# [What this task involves]
Beginning with the line containing "Target phrase: person in water" and ending with the last line of the entries below, copy each line exactly and nothing else.

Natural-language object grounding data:
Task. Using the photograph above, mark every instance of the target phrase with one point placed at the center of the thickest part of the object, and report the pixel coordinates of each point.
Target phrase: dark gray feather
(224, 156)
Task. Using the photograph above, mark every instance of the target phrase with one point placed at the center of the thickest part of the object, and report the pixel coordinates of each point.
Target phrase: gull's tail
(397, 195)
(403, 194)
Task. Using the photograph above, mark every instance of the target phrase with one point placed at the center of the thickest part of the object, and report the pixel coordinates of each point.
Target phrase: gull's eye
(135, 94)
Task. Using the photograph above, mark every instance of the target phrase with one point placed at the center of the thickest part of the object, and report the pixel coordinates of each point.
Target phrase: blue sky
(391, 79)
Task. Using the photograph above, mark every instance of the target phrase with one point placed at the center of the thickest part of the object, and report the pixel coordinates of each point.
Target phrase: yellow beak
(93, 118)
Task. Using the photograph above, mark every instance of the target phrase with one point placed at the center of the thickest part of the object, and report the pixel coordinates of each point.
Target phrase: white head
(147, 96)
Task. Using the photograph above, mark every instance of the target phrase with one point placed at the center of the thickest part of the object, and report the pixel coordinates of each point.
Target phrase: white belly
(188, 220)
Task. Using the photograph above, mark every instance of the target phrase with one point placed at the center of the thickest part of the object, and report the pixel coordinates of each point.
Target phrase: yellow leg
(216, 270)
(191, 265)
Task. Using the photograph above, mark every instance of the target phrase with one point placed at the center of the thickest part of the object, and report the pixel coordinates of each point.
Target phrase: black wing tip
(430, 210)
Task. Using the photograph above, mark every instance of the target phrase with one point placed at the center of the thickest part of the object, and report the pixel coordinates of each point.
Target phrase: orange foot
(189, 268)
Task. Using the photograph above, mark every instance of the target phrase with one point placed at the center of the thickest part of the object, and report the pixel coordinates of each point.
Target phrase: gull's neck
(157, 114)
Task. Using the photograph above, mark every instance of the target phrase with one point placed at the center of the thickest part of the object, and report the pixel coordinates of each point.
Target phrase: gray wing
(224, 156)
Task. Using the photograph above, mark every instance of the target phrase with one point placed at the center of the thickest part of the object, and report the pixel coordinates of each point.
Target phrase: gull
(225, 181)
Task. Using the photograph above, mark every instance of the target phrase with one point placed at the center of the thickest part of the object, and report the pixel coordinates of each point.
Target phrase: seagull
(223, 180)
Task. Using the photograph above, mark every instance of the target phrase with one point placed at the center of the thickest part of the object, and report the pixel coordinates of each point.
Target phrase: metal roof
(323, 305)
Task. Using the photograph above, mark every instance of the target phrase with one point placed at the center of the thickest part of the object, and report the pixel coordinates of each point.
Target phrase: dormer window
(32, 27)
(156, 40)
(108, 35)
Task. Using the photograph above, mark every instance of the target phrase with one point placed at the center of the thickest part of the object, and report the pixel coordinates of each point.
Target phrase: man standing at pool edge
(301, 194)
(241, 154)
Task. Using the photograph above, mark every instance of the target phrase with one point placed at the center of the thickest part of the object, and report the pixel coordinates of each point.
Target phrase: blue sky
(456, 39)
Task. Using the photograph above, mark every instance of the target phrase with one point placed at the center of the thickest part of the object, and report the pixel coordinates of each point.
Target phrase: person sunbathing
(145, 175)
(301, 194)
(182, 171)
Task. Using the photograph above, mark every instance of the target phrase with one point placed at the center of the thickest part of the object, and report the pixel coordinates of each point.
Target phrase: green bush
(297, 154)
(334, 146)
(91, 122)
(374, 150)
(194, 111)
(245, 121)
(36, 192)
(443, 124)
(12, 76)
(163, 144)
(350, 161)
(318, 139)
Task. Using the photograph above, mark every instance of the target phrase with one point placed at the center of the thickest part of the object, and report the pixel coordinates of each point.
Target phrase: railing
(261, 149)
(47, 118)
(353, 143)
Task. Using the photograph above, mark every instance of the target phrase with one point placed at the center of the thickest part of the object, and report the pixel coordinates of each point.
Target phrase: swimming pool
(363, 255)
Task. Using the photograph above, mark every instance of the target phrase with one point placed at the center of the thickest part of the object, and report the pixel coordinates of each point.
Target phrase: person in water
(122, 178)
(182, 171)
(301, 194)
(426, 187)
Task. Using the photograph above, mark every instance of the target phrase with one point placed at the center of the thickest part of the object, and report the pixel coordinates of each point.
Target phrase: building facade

# [Exercise solution]
Target phrase: person in water
(122, 178)
(182, 171)
(301, 194)
(426, 187)
Task. Using the photograph above, mark every instance of the target phrase with one point placed at the center of the thickest part of the object, and report the pixel coordinates of each point.
Target phrase: building facade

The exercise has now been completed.